- WORK INSTRUCTION
In the text about Canada and COP15, when did Canada pass legislation incorporating the United Nations Declaration on the Rights of Indigenous Peoples into its legal framework?

- PASSAGE PROVIDED
++++++++++++++++++++

In preparation for the upcoming COP15 meeting, the Canadian government has made itself a part of the "High Ambition Coalition for Nature and People". According to the coalition's website, it is "working towards a global agreement to protect at least 30% of the world's land and oceans by 2030 at the 15th Conference of the Parties to the Convention on Biological Diversity (COP15)".

At first glance, the principles guiding this coalition seem laudable: "Indigenous peoples and local communities are the protectors of the world's richest biodiversity sites. To effectively and equitably achieve this enhanced goal, they should be engaged as partners in the design and management of these conserved areas, ensuring free, prior and informed consent and respect for the United Nations Declaration on the Rights of Indigenous Peoples."

This all sounds very nice. But we have every reason to doubt the good faith of the Canadian State, which, as we recall, blocked the adoption of the United Nations Declaration on the Rights of Indigenous Peoples for a decade, with the support of other countries that are similarly products of white colonialism and occupation: the United States, Australia and New Zealand. And, since its adoption in 2007, not much has changed. Nearly 15 years later, as a result of significant mobilization and pressure from Indigenous communities, Canada finally passed legislation that incorporated the Declaration into the Canadian legal framework in June 2021.

In spite of this, the legislation has not stopped the government from sending its colonial police, armed with assault rifles, to remove the Wet'suwet'en from their ancestral territory, in order to allow the construction of a gas pipeline under the Wedzin Kwa River a few months later. If the Canadian state were truly committed to the protection of biodiversity, it would first and foremost stop the extractivist and colonial invasion of Indigenous land.

Nor has it stopped Canadian mining companies from continuing to exploit Africa and South America, with the support of Canadian embassies, while violently suppressing any attempt to oppose these ecocidal projects. Canadian mining companies are known throughout the world for the havoc they wreak on communities: the destruction of ecosystems, sexual violence, kidnappings, political assassinations-- no strategy seems to be off-limits when it comes to safeguarding the capitalist exploitation of these regions.

The hypocrisy of this government has no limits. Its laudable rhetoric before other heads of state will not distract us from the struggle we are waging: against capitalism, colonialism, imperialism and all other systems of power that ensure the comfort of some through the exploitation of others.

++++++++++++++++++++

Records from a data collection
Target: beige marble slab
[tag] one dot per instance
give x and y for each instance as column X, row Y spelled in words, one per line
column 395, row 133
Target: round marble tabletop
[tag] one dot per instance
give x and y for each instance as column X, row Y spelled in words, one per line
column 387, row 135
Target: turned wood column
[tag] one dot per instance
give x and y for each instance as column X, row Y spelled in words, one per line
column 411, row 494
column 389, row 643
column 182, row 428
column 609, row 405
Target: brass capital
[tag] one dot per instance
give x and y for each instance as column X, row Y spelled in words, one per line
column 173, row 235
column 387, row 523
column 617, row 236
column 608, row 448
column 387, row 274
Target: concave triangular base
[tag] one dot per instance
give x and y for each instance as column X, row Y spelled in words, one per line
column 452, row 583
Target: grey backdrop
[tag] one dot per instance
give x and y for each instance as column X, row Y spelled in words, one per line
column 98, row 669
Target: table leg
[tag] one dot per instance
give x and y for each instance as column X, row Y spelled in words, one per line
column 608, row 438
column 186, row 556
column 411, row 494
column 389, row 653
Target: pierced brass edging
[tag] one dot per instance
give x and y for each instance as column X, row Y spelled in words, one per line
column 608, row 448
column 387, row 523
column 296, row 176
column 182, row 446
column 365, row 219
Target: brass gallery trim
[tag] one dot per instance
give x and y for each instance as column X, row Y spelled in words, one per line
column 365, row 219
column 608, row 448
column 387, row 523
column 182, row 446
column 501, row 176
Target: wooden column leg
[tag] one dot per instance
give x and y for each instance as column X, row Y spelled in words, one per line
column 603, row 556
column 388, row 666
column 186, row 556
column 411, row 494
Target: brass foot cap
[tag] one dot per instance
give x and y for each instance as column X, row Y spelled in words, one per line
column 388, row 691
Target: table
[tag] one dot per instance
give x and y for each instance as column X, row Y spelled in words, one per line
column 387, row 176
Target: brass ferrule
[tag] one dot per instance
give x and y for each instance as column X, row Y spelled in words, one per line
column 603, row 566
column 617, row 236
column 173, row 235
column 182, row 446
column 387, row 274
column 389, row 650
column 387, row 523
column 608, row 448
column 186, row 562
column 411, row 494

++++++++++++++++++++

- EXPECTED ANSWER
June 2021